[start]

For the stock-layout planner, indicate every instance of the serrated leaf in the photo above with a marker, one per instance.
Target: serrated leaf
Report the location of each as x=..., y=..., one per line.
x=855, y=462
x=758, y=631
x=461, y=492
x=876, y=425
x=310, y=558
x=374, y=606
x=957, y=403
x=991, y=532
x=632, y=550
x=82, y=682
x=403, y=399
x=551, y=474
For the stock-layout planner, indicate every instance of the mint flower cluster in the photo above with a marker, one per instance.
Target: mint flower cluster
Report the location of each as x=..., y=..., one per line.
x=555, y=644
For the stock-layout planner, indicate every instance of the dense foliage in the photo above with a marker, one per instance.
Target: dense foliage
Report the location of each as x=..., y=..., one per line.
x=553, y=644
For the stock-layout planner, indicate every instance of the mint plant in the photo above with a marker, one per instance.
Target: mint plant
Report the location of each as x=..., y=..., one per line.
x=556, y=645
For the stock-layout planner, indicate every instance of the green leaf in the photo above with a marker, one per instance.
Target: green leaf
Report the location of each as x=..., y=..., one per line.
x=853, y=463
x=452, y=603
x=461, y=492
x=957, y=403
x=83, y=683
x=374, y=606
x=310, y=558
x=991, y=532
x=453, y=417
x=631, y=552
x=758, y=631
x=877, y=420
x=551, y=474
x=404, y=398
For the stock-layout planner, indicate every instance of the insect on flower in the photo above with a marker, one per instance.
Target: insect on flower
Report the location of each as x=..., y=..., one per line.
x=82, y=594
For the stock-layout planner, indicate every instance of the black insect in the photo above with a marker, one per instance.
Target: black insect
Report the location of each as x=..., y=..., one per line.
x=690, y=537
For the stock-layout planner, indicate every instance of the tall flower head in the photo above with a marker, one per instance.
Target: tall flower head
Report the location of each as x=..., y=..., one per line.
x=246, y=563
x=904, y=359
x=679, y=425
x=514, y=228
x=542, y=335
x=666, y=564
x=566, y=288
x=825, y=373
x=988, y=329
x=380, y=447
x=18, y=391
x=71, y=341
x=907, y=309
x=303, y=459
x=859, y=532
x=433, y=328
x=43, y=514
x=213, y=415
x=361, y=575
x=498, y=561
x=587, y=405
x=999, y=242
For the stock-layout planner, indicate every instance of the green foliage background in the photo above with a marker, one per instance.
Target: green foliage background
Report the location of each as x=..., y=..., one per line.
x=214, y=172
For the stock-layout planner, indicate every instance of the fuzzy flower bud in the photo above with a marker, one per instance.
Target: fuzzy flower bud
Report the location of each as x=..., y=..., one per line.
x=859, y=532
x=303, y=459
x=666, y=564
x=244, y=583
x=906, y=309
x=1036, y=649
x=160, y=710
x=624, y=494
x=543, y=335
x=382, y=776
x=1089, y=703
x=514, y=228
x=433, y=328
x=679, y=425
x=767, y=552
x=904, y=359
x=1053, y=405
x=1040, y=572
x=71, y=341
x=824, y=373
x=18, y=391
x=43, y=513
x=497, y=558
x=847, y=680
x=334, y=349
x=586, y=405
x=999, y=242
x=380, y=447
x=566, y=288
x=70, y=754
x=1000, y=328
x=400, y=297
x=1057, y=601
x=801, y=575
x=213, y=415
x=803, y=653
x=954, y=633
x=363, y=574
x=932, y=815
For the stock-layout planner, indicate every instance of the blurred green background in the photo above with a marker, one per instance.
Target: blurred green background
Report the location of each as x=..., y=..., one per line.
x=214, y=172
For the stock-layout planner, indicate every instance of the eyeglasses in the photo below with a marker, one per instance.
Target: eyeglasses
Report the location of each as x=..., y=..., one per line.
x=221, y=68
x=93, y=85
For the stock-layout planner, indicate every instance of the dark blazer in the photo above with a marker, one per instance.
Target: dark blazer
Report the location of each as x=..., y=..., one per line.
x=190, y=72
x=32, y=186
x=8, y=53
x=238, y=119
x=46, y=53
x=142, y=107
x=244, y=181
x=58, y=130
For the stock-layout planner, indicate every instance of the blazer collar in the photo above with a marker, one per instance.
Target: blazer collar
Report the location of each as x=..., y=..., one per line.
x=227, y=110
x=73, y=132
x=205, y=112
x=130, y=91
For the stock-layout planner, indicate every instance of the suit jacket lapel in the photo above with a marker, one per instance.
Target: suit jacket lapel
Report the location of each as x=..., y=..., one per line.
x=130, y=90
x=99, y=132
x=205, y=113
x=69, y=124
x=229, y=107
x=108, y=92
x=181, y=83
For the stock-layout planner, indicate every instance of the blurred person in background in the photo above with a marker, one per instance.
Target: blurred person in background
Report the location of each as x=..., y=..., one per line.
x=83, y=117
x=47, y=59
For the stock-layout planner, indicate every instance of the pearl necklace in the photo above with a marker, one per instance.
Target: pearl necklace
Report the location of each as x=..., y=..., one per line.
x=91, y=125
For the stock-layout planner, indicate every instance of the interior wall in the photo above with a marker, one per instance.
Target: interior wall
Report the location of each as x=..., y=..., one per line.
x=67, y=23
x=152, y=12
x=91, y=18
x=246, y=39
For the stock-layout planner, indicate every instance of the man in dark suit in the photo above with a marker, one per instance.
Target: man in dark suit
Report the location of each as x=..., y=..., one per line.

[end]

Print the material unchanged, starting at the line with "of the interior" and ending at the line with "x=246, y=39", with both of those lines included.

> _TASK ANSWER_
For the stock-layout planner, indicate every instance of the interior wall in the photo above with a marker, one per instance.
Target: interior wall
Report the location of each as x=..., y=..., one per line.
x=67, y=23
x=152, y=12
x=91, y=18
x=246, y=39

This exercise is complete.